> [What needs to be done] Could you copy, word for word, only the lines from the one containing "If you could tag the black" through the last line of the records below, both included?

'''

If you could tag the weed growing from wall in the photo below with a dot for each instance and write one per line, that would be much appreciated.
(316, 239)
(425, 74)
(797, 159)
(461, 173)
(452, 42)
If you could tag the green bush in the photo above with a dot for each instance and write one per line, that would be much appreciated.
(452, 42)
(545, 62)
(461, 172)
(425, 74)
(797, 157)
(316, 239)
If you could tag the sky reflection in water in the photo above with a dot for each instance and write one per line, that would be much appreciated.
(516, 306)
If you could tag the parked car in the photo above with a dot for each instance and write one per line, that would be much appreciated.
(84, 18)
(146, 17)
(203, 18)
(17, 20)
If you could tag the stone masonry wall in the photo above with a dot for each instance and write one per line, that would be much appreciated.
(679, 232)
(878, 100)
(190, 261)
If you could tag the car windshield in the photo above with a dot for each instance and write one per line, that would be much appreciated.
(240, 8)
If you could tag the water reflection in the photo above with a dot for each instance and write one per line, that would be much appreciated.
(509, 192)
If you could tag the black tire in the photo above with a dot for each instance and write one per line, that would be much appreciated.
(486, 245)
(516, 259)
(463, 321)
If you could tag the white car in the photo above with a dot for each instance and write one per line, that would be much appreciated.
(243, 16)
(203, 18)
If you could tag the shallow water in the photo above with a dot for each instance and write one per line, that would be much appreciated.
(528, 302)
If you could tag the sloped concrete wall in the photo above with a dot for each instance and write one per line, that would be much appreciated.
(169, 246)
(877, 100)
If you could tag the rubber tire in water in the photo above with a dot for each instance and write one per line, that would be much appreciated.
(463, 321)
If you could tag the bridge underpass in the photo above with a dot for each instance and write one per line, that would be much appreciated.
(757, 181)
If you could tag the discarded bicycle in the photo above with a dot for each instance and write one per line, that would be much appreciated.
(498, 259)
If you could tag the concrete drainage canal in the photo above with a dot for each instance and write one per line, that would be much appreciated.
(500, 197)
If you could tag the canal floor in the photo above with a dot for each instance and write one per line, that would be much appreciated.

'''

> [Result of the exercise]
If you could tag the black tire in the photo above with a dot for each instance and write one per line, that would be much appreciated.
(486, 245)
(516, 259)
(463, 321)
If you could tag the white car in the photo above with a dot for each instance and write one per line, that would be much appreciated.
(243, 16)
(203, 18)
If you could tag the shallow water in the photo above with a dot for each instance and write one per line, that would be much appreciated.
(528, 302)
If you could tag the sloped concrete wall in the photo above with a dot for each instance and write one per line, that would be much appreciated.
(169, 246)
(877, 100)
If you could tag the rubber tire in water in the photo above with a dot for each instance and write one per line, that would be much appreciated.
(463, 321)
If you could tag the bridge underpass in the photo above with a dot for each instance and write one per line, that would be much appreciated.
(757, 181)
If you could tag the discarded bicycle in the photo above with a dot for each instance and write one per line, that would be much appreciated.
(498, 259)
If you could tag the concrete drainage canal in the photo above with a dot for each instance and write one per line, that would be much appreciated.
(500, 197)
If you could tag the canal floor in the photo above with a dot for each instance and write one per line, that would be much appreciated.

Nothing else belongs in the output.